From the data below, pull out every line that contains the word "roof" and copy each one unchanged.

[Start of Records supplied]

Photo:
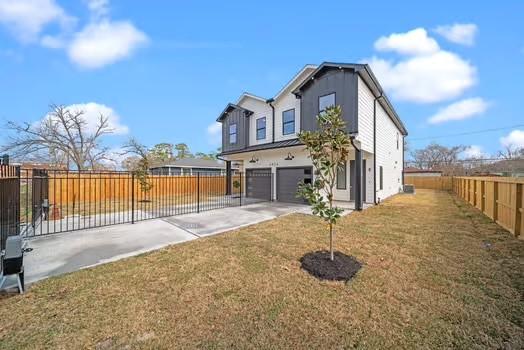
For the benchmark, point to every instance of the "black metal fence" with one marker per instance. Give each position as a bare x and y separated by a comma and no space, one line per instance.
9,203
52,201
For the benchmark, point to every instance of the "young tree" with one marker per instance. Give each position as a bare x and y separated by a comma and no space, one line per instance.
162,151
63,135
328,149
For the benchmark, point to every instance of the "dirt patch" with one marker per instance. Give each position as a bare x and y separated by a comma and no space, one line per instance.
342,268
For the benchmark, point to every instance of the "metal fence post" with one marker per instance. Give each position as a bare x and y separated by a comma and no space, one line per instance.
17,207
132,198
198,192
241,189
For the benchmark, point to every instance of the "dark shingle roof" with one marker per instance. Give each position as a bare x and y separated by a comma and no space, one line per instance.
192,163
279,144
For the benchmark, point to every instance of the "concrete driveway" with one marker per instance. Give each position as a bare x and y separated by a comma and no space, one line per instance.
217,221
61,253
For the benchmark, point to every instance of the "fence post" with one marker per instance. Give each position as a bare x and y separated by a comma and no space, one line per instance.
495,200
241,189
482,195
17,210
518,209
132,198
198,192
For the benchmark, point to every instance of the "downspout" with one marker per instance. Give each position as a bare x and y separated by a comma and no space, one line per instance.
270,103
358,174
375,147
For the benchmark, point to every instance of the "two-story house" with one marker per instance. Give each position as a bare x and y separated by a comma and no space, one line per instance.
260,135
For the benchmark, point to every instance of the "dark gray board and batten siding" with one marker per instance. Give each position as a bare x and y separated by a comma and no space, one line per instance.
344,83
237,116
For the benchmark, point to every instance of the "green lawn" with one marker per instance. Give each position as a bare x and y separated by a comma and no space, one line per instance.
436,274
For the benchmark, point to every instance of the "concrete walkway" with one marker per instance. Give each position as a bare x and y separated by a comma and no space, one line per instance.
61,253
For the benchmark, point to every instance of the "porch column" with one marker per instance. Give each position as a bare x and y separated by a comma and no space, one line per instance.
228,177
358,179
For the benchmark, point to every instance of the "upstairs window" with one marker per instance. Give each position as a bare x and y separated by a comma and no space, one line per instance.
325,102
261,128
381,177
288,122
341,177
232,134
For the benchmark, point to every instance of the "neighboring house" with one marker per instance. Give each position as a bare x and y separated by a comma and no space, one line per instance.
409,171
260,135
190,166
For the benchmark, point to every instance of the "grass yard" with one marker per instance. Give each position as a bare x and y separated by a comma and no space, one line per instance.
436,274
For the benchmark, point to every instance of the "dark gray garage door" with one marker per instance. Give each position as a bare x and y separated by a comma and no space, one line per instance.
258,183
287,183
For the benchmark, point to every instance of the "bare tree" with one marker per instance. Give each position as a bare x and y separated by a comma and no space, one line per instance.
63,135
436,156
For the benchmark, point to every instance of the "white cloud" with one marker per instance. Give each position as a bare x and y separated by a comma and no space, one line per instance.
464,109
425,79
424,73
99,43
92,112
414,42
214,133
474,151
463,34
514,139
105,42
98,8
53,42
27,18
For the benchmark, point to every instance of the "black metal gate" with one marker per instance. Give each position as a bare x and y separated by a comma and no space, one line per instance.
9,203
39,197
60,200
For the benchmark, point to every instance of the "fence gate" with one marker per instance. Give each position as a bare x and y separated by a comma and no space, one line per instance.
9,204
39,197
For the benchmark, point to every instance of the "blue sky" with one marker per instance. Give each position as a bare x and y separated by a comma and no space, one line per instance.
164,70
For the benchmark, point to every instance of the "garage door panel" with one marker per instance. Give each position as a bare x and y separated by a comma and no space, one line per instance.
258,183
287,183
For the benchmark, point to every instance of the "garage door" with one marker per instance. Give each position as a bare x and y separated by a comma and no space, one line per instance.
288,180
258,183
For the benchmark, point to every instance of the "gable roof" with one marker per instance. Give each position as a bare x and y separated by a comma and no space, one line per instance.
365,72
264,146
250,95
230,107
192,163
294,79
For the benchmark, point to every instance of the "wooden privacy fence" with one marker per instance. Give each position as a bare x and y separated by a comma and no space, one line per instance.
66,188
8,171
441,183
497,197
500,198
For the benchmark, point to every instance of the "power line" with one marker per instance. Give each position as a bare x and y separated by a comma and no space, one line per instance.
466,133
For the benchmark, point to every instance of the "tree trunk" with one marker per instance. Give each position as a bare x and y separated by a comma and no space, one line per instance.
331,253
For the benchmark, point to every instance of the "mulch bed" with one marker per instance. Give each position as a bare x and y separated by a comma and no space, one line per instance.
318,264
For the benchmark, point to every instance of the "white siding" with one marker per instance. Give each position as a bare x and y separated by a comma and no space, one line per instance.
388,155
286,102
369,177
365,116
259,109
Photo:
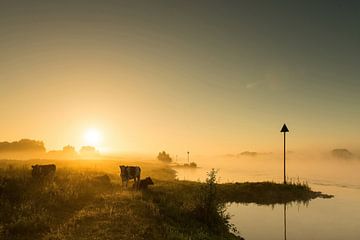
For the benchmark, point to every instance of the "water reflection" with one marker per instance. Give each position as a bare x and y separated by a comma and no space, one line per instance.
284,221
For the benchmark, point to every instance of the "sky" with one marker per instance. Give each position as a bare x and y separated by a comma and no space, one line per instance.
201,76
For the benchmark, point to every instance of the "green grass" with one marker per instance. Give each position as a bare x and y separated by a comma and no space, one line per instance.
267,193
77,206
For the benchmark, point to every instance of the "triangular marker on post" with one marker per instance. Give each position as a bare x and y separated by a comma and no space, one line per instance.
284,129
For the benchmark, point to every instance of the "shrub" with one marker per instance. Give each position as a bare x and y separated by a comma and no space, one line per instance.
210,209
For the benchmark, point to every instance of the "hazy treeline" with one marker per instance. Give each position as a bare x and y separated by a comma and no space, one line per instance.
28,148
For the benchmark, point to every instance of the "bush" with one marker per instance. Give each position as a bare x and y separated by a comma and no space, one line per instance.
210,209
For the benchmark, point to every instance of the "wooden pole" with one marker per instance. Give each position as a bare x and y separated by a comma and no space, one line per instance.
284,158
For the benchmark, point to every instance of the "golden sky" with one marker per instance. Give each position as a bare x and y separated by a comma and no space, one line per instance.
178,76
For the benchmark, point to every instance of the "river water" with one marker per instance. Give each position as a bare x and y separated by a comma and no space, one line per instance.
320,219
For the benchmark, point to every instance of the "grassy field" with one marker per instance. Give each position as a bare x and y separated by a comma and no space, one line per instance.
78,205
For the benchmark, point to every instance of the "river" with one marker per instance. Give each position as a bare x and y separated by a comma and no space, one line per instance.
320,219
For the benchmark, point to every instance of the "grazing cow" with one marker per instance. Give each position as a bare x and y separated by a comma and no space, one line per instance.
130,172
143,184
43,171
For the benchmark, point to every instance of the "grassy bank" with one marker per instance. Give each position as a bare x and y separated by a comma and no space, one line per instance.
78,205
267,193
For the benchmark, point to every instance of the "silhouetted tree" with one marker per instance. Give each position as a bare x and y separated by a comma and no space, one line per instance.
88,150
164,157
24,145
69,149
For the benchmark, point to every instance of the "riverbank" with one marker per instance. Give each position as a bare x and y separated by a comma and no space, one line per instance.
79,205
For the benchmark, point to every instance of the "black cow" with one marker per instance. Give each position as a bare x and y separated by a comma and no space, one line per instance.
43,171
130,172
144,183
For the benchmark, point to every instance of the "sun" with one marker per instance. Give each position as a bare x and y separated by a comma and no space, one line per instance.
93,137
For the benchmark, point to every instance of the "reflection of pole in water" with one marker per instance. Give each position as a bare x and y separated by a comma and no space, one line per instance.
284,221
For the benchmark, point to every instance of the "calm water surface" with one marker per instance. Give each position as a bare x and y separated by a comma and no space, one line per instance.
320,219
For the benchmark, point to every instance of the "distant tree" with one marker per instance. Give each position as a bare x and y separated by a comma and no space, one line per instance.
69,149
164,157
193,164
24,145
88,150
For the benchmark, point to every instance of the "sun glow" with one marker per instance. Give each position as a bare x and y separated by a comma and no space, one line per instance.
93,137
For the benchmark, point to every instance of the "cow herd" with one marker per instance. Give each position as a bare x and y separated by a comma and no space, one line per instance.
126,173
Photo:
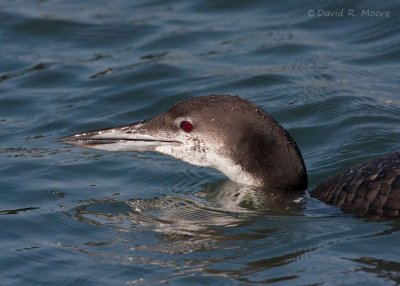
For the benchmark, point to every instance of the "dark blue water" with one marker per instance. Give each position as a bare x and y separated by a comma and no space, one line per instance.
72,216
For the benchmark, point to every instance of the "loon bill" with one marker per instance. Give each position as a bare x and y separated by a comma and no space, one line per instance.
246,144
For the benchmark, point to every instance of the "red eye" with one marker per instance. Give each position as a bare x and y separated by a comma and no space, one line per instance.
186,126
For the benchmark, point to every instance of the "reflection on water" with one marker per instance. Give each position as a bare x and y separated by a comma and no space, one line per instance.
84,217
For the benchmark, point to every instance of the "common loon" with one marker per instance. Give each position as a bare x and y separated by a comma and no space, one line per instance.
246,144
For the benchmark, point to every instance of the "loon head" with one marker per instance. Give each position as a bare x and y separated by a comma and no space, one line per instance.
224,132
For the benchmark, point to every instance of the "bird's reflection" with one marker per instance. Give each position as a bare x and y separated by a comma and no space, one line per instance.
220,204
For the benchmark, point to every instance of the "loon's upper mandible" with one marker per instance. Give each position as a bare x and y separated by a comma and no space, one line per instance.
245,143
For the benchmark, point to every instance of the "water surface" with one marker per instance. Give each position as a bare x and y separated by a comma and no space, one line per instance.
72,216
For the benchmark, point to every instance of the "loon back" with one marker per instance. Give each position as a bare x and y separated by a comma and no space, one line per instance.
371,188
245,143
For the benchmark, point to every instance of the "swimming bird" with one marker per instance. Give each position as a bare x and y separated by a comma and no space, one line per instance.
250,147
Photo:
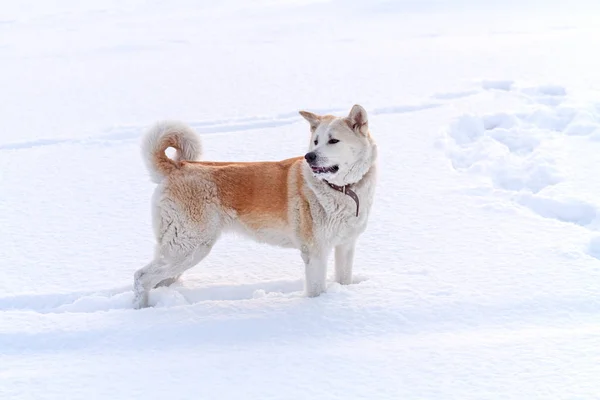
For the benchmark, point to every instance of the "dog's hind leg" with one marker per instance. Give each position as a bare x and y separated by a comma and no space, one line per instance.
168,281
168,267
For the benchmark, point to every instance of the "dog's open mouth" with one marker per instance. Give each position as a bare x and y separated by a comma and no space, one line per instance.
325,170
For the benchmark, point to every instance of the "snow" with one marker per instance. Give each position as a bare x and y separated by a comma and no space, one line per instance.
477,278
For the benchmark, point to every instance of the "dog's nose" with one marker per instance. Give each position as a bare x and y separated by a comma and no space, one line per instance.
310,157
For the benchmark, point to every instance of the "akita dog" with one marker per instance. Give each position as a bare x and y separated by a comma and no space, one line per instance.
314,203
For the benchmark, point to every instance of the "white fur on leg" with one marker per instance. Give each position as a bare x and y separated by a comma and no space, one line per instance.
140,295
315,274
158,271
344,259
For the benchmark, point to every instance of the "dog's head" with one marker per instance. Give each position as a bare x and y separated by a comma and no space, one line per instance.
341,148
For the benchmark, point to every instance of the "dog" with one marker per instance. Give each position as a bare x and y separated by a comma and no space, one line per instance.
316,203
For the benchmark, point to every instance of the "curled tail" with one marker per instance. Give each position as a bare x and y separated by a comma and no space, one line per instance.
159,138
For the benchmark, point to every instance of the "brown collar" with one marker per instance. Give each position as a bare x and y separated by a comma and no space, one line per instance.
347,191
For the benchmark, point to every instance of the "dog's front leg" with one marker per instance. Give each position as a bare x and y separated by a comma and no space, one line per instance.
315,269
344,258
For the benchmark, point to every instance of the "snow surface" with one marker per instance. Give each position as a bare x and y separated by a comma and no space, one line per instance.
478,276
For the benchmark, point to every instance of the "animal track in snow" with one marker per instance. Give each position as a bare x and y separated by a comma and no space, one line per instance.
210,127
516,152
175,295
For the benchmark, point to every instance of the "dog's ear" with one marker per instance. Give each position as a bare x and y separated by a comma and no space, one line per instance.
313,119
357,120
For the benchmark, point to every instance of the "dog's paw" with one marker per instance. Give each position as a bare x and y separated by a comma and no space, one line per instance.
140,301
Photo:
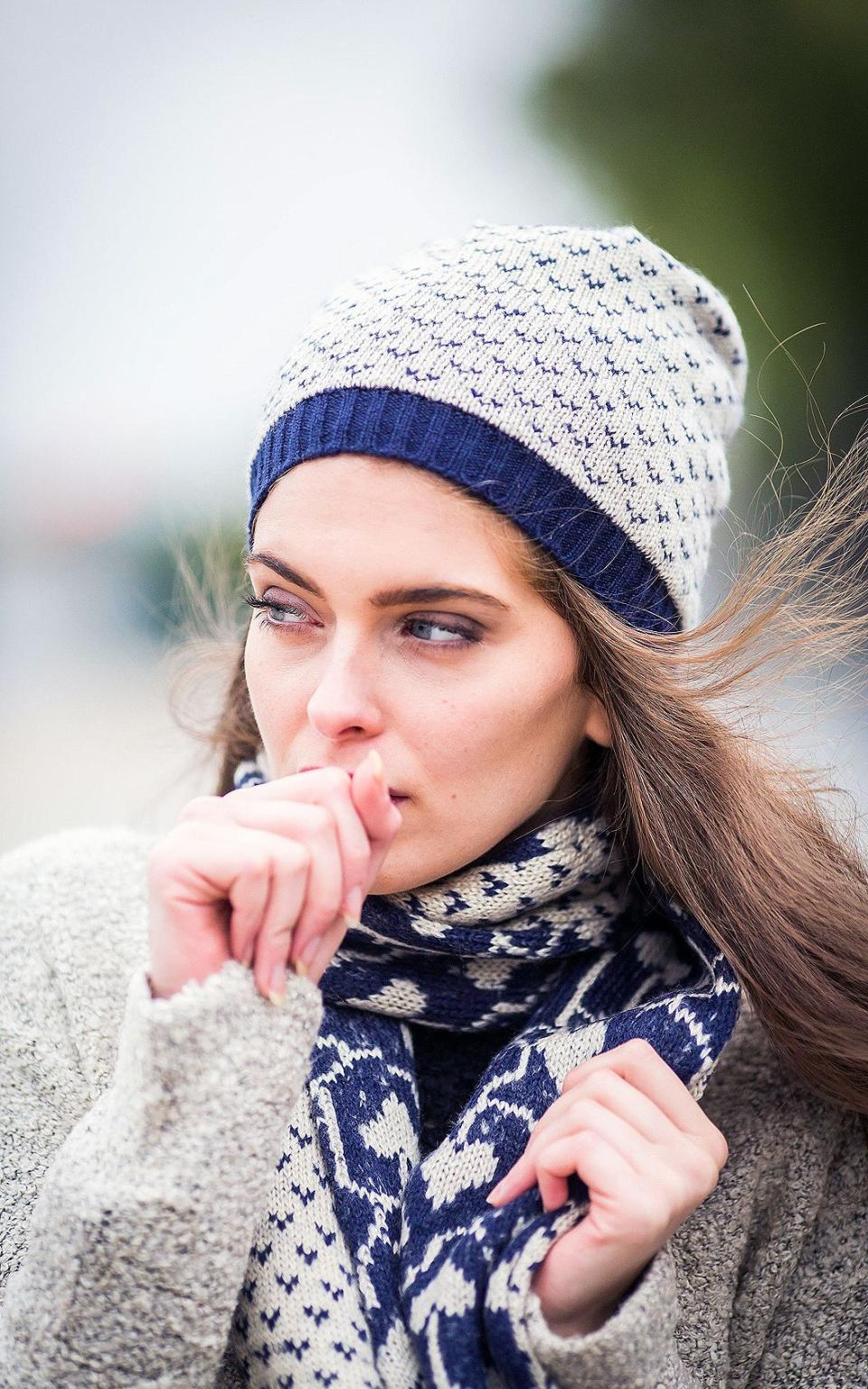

[End of Records supplied]

* [Written solution]
For the benchmark, point to every instance of the "dark shingle roof" with one marker per instance. Give each position as a bare x and y separated by a comma and no space, one line per instance.
For the benchmark, point to every instance of the "gable roof" with one marker per instance. Give each position as a bare x and y separated by a comma and no space, one line per instance.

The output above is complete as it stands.